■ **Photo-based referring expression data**
______________________________

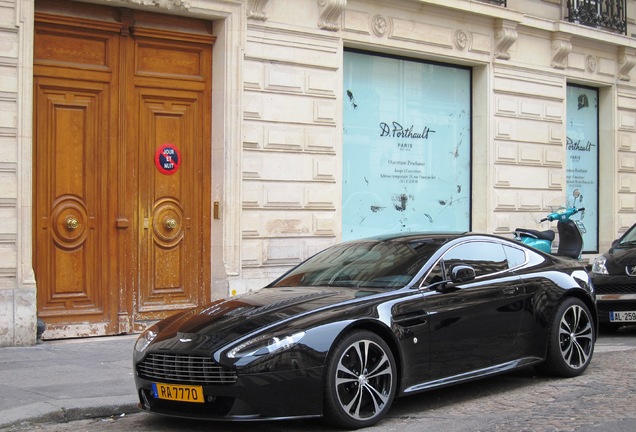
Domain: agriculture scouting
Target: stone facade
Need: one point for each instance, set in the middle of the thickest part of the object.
(277, 122)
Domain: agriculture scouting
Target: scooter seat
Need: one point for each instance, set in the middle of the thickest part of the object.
(542, 235)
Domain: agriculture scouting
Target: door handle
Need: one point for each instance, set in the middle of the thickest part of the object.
(511, 290)
(71, 223)
(170, 223)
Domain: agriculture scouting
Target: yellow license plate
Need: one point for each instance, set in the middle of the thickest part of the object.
(176, 392)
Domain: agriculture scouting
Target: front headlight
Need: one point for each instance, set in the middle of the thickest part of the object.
(265, 345)
(145, 338)
(599, 265)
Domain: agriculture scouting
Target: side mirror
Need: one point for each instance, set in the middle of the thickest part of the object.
(462, 273)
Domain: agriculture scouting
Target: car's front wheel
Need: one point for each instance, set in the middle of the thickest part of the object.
(360, 381)
(571, 342)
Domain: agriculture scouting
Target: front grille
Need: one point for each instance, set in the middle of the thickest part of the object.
(182, 368)
(615, 288)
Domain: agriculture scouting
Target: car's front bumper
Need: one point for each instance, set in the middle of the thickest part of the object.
(262, 396)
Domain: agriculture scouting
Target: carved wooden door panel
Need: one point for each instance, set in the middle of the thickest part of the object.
(121, 236)
(170, 107)
(74, 253)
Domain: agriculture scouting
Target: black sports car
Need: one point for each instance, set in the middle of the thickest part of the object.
(614, 276)
(345, 332)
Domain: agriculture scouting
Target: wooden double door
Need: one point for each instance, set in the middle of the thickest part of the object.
(122, 130)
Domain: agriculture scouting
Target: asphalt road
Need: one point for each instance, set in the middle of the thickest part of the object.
(602, 399)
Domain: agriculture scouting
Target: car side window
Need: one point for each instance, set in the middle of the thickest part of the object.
(485, 257)
(516, 257)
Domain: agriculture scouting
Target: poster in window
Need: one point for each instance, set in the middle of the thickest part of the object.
(407, 146)
(582, 160)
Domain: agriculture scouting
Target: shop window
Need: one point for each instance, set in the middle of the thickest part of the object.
(582, 160)
(407, 146)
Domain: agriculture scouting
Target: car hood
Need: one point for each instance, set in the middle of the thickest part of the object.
(618, 258)
(223, 321)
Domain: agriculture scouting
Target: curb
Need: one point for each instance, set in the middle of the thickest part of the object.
(71, 410)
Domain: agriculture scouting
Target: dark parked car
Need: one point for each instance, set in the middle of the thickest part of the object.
(345, 332)
(614, 276)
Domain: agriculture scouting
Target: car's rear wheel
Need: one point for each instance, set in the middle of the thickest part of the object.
(360, 381)
(571, 342)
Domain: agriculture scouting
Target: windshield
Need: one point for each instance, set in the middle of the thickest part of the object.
(629, 238)
(364, 264)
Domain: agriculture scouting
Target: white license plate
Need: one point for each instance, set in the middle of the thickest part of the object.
(623, 316)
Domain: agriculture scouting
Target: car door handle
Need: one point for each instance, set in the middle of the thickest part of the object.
(411, 318)
(511, 290)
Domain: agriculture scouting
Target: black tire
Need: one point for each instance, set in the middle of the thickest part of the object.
(360, 381)
(571, 339)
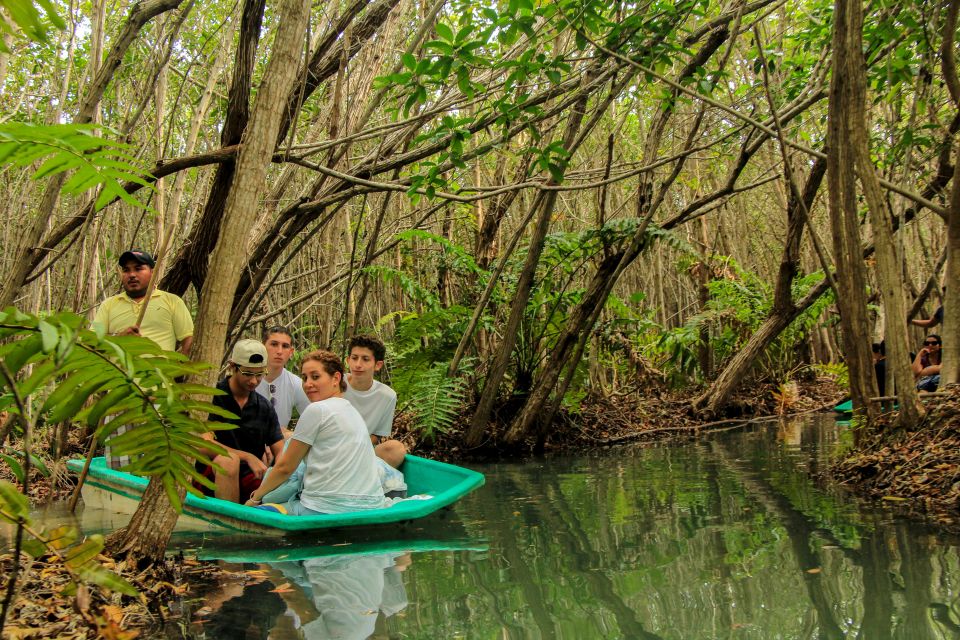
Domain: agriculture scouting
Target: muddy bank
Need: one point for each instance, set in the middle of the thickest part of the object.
(658, 416)
(917, 470)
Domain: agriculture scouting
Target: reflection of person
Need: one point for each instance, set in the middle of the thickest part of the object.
(166, 320)
(341, 472)
(348, 591)
(251, 613)
(926, 366)
(257, 426)
(281, 387)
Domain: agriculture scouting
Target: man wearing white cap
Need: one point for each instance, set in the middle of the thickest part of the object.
(257, 425)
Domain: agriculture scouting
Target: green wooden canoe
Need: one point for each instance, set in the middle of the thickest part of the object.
(120, 492)
(844, 407)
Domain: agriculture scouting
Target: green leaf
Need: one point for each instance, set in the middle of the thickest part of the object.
(15, 467)
(13, 504)
(444, 32)
(86, 551)
(98, 575)
(23, 351)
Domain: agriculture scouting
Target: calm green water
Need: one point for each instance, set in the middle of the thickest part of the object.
(726, 538)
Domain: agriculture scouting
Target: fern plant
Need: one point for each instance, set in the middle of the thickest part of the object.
(53, 369)
(435, 399)
(93, 161)
(56, 365)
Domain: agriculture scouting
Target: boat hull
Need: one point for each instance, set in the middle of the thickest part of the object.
(120, 492)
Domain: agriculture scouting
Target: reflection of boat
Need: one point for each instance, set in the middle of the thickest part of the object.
(275, 554)
(444, 483)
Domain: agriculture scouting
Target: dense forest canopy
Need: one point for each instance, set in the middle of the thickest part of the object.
(527, 199)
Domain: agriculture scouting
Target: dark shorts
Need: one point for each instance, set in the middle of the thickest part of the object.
(249, 483)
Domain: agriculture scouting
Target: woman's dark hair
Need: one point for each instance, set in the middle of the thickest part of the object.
(330, 362)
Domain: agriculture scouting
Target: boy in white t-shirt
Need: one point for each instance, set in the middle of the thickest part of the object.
(375, 401)
(282, 388)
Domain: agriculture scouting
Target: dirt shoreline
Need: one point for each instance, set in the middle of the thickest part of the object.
(919, 471)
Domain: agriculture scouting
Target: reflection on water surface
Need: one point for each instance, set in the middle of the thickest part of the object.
(725, 538)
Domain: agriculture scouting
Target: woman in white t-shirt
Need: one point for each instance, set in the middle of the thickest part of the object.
(331, 437)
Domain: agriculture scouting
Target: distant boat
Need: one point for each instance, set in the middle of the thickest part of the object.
(440, 485)
(844, 407)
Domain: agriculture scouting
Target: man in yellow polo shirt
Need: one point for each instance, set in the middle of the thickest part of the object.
(167, 320)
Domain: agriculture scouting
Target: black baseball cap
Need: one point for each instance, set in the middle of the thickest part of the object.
(137, 255)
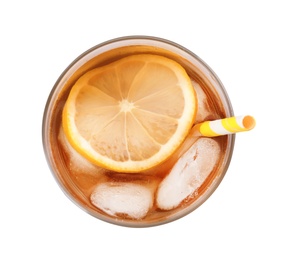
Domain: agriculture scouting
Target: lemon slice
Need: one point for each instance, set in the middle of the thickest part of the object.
(132, 114)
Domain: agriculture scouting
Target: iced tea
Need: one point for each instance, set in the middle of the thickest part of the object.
(165, 192)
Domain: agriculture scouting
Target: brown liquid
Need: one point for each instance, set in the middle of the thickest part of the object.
(79, 184)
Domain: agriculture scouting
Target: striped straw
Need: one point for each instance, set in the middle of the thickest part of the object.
(230, 125)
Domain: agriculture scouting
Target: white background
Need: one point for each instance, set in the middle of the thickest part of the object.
(241, 40)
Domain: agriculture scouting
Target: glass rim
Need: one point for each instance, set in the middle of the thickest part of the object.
(53, 95)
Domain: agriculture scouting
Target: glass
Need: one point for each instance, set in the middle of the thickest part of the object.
(105, 53)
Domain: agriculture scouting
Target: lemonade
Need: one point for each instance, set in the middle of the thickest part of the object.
(128, 157)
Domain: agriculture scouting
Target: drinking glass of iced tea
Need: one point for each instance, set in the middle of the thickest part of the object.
(117, 131)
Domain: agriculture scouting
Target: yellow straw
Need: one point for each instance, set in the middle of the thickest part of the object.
(230, 125)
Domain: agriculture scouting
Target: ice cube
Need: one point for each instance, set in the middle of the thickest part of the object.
(188, 173)
(119, 198)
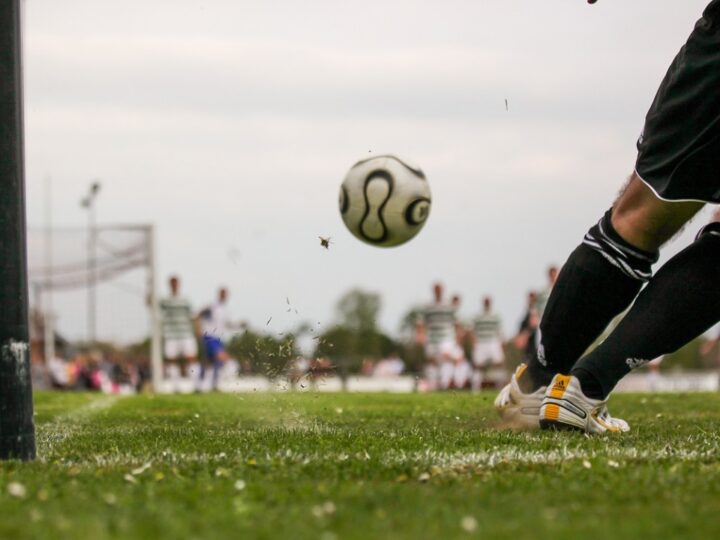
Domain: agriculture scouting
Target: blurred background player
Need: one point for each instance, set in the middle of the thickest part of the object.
(457, 373)
(179, 342)
(215, 323)
(436, 332)
(488, 354)
(525, 340)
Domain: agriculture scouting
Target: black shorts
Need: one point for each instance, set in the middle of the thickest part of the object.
(679, 150)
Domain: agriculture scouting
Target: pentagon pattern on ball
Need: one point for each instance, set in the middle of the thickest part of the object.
(384, 200)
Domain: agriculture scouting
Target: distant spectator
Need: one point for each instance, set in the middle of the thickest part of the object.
(392, 366)
(488, 343)
(215, 323)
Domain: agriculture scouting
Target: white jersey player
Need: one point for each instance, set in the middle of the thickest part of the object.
(179, 341)
(487, 337)
(438, 323)
(436, 332)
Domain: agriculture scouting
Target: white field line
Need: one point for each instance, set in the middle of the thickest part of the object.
(428, 458)
(66, 426)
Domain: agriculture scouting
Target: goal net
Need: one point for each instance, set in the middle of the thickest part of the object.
(103, 277)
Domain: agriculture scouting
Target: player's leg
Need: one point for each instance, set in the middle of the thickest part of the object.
(603, 275)
(681, 302)
(677, 160)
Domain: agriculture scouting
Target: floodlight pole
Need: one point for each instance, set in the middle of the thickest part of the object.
(17, 430)
(88, 202)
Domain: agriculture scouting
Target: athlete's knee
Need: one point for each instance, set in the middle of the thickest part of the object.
(710, 234)
(632, 261)
(645, 221)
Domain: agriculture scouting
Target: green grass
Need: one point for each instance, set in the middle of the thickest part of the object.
(358, 466)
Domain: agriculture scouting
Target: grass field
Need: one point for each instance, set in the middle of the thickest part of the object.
(358, 466)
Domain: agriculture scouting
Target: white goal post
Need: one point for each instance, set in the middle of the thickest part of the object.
(62, 259)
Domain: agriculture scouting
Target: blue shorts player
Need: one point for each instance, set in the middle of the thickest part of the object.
(215, 323)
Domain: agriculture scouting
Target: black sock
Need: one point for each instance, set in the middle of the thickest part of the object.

______________________________

■ **Exercise objective**
List each line of the entries that holds the string "player".

■ **Task solution**
Target: blurred background player
Target: white jersey player
Target: player's leg
Target: blue shorts player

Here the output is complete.